• **TASK TO COMPLETE**:
Copy each entry as written.

• **RECORDED INFORMATION**:
※
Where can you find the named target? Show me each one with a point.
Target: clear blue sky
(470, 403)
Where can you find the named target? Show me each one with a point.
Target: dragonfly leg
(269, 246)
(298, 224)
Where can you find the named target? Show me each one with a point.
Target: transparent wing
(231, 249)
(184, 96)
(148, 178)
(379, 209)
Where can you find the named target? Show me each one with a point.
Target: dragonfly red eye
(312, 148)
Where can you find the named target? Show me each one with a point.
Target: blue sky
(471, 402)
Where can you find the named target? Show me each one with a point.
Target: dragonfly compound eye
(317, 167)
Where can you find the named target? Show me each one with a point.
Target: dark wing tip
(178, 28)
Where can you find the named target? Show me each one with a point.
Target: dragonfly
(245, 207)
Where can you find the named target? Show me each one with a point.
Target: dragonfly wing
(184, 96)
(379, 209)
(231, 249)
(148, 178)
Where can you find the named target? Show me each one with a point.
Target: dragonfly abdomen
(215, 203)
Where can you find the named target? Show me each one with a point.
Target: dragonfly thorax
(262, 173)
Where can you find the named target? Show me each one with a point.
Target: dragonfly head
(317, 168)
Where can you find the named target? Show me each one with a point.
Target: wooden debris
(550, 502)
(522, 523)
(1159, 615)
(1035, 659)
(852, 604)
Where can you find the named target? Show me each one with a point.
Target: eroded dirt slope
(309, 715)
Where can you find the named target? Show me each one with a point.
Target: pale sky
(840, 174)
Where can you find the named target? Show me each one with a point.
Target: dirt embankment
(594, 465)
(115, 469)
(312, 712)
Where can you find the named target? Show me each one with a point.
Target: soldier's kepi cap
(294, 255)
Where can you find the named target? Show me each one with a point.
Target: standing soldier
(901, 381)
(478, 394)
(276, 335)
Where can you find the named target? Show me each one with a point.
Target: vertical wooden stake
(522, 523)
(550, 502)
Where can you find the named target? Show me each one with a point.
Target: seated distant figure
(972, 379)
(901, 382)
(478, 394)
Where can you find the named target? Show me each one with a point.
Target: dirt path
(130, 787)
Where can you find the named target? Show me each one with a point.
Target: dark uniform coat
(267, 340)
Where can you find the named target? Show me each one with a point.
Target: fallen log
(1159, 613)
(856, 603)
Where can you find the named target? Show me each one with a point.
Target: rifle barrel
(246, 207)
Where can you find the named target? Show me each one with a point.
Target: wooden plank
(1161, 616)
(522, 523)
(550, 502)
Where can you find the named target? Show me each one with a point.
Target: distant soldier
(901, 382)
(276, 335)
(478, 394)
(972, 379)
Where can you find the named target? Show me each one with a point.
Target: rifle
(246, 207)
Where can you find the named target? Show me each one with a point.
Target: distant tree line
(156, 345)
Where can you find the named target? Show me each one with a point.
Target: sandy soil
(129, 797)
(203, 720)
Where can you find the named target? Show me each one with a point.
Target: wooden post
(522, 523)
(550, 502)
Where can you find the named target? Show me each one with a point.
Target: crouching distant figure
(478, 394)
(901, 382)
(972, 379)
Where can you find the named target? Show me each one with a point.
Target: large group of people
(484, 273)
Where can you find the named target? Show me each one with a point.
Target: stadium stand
※
• **TASK ANSWER**:
Where can you find the named target? Show me each one with a point.
Target: clear blue sky
(470, 403)
Where can you find the named target? Show me each one with a point.
Target: dragonfly leg
(269, 246)
(298, 224)
Where can you find the named target? Show me each one with a point.
Target: transparent wing
(231, 249)
(184, 96)
(148, 178)
(379, 209)
Where can you find the named target? Show me each one with a point.
Target: dragonfly red eye
(312, 148)
Where can you find the named target? Show me each one with a point.
Target: blue sky
(471, 402)
Where can you find the named target? Show me each one with a point.
Target: dragonfly compound eye
(317, 167)
Where can you find the named target? Show me each one with a point.
Target: dark wing tip
(178, 28)
Where can you find the named target? Show me each one with a point.
Target: dragonfly
(245, 207)
Where can you find the named target? Show me each one with a point.
Target: dragonfly wing
(184, 96)
(379, 209)
(231, 249)
(148, 178)
Where can you find the named target? Show me each one with a point.
Target: dragonfly abdomen
(215, 203)
Where can you find the named target? Show me each one with a point.
Target: dragonfly thorax
(262, 173)
Where can you find the named target? Show me each one with a point.
Target: dragonfly head
(317, 168)
Where can you find the named target? Show me each one with a point.
Target: wooden debris
(550, 502)
(522, 523)
(1159, 615)
(1035, 659)
(852, 604)
Where can you find the named target? Show me each one with a point.
Target: eroded dirt slope
(309, 715)
Where can you find the named target? Show me each one with a point.
Target: pale sky
(840, 174)
Where can you find the named target? Show me each one with a point.
Target: dirt embankment
(594, 465)
(115, 469)
(312, 712)
Where can you find the named target? Show me each one with a point.
Target: soldier's kepi cap
(294, 255)
Where can you find the named target? Show me each one with a point.
Target: standing soldier
(901, 381)
(478, 394)
(276, 335)
Where can you find the named target? Show me each one with a point.
Target: vertical wooden stake
(522, 523)
(550, 502)
Where can you find the named target? Show me each one with a point.
Target: seated distant figure
(972, 379)
(901, 382)
(478, 394)
Where can you find the named target? Show me each one with a point.
Target: dirt path
(130, 787)
Where can you find the named target? Show me each one with a point.
Target: dark uniform coat
(267, 340)
Where can you find the named target? Show me each one with a point.
Target: fallen log
(1159, 613)
(856, 603)
Where can you find the named target? Show me each one with a point.
Target: rifle barrel
(246, 207)
Where can you find the named target? Show me each one with a point.
Target: wooden plank
(1161, 616)
(522, 523)
(550, 502)
Where can you find the named target? Show me each one with a point.
Target: distant soldier
(901, 382)
(276, 335)
(478, 394)
(972, 379)
Where can you find the named target? Show me each one with a point.
Target: rifle
(246, 207)
Where can you find the named target? Show me each one with a point.
Target: distant tree line
(156, 345)
Where can you find the named target? Show me each one with a point.
Target: sandy soil
(129, 797)
(203, 720)
Where can you find the named target? Show me each one with a point.
Target: wooden post
(522, 523)
(550, 502)
Where can you find the named target? Show me each one with a point.
Target: crouching distant figure
(478, 394)
(901, 382)
(972, 379)
Where can you find the named target? Show me each one with a point.
Target: large group of people
(484, 273)
Where can you find the named target? Show me each one with a point.
Target: stadium stand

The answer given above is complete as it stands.